**Records supplied:**
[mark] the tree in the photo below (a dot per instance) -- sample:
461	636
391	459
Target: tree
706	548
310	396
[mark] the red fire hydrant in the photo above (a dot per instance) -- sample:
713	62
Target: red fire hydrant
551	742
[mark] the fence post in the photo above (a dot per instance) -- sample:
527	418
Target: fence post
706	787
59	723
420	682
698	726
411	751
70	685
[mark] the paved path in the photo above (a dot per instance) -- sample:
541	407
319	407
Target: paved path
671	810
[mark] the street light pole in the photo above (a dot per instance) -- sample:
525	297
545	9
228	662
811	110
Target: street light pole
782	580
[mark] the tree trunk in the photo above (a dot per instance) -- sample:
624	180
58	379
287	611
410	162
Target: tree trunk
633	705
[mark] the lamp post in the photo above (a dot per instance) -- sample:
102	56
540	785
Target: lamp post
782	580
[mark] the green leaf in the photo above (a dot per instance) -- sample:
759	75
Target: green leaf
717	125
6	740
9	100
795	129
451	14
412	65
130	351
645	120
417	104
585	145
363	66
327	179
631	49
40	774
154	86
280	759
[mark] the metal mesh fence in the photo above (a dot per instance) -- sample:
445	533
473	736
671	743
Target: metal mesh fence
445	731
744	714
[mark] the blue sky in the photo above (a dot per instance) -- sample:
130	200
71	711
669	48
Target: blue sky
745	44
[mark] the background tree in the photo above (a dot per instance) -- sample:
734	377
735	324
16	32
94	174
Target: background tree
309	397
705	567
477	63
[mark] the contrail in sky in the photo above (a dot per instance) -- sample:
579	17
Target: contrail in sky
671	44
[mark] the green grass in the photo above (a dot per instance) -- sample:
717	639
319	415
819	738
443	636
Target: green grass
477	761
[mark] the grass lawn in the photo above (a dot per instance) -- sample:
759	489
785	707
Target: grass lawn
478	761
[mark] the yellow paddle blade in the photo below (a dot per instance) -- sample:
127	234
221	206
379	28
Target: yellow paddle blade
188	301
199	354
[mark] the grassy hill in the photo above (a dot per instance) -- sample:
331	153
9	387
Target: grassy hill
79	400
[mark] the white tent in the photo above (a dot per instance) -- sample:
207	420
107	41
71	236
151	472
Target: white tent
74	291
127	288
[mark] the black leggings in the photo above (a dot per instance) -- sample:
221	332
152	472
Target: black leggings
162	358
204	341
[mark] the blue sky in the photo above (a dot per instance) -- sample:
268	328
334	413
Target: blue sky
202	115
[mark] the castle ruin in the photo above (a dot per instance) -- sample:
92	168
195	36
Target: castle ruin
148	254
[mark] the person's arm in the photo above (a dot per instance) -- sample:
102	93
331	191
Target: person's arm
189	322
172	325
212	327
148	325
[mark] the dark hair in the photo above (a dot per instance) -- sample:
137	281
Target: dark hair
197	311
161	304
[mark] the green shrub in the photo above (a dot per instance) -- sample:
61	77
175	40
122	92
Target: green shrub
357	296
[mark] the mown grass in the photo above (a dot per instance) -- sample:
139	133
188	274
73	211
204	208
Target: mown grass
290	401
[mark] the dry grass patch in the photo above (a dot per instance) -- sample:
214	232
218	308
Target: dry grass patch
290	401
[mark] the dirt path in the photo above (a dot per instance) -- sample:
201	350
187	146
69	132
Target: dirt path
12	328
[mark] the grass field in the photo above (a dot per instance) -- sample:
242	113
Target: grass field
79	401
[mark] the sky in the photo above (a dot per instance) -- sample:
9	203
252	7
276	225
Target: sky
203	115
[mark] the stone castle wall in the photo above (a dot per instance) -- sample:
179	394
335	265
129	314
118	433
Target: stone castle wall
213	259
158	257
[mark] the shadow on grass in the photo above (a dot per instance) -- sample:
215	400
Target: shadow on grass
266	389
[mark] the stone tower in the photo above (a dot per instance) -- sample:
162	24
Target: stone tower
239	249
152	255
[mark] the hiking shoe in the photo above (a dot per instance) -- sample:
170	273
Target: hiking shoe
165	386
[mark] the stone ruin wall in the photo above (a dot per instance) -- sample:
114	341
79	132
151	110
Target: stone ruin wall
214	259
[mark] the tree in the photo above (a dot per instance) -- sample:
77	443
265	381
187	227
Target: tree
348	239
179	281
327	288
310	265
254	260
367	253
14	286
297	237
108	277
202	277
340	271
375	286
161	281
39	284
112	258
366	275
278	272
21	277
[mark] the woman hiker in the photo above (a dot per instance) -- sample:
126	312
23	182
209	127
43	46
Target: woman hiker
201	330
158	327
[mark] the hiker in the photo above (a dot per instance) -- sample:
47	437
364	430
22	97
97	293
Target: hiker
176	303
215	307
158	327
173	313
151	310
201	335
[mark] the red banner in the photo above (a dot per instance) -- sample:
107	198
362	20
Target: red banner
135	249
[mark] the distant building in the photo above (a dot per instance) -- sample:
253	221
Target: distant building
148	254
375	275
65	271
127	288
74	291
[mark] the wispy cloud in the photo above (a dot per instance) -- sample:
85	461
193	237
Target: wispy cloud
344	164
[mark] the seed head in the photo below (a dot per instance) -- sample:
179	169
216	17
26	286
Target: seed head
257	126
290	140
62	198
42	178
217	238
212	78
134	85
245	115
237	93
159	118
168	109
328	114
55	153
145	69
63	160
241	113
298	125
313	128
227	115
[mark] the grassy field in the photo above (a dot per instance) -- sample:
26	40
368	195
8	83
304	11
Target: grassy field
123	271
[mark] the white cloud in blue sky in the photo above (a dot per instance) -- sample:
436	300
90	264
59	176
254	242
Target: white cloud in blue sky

**Assigned task:**
Each line above that has the word "below" should be copied.

**Result of this exercise:**
[mark] the tree in the photo below (a dot per instance) -- sample:
[mark] the yellow paddle blade in the photo below (a dot per instance) -- sample:
[mark] the seed head in the photo below (a dot per instance) -- sample:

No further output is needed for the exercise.